What needs to be done ▸ Reproduce the items below with every occurrence of "instance" changed to "object", leaving everything else the same.

Record excerpts ▸
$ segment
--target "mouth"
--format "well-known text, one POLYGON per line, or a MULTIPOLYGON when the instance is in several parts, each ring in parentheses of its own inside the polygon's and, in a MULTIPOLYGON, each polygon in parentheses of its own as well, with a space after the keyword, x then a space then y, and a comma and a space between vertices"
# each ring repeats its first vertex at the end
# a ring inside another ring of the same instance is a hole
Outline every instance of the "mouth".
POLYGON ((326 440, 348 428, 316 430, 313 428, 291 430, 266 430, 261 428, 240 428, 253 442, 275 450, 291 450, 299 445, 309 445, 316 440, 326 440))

Exercise answer ▸
$ segment
--target "mouth"
--format "well-known text, one POLYGON per line, or a MULTIPOLYGON when the object is in several parts, each ring in parentheses of its own inside the polygon's and, in a MULTIPOLYGON, each polygon in parentheses of its own as well, with a space after the keyword, x then a space then y, and a comma and a space between vertices"
# each ring repeats its first vertex at the end
# a ring inside another ring of the same object is a hole
Outline every object of the "mouth".
POLYGON ((326 440, 348 428, 316 430, 313 428, 291 430, 266 430, 261 428, 240 428, 253 442, 275 450, 291 450, 299 445, 309 445, 316 440, 326 440))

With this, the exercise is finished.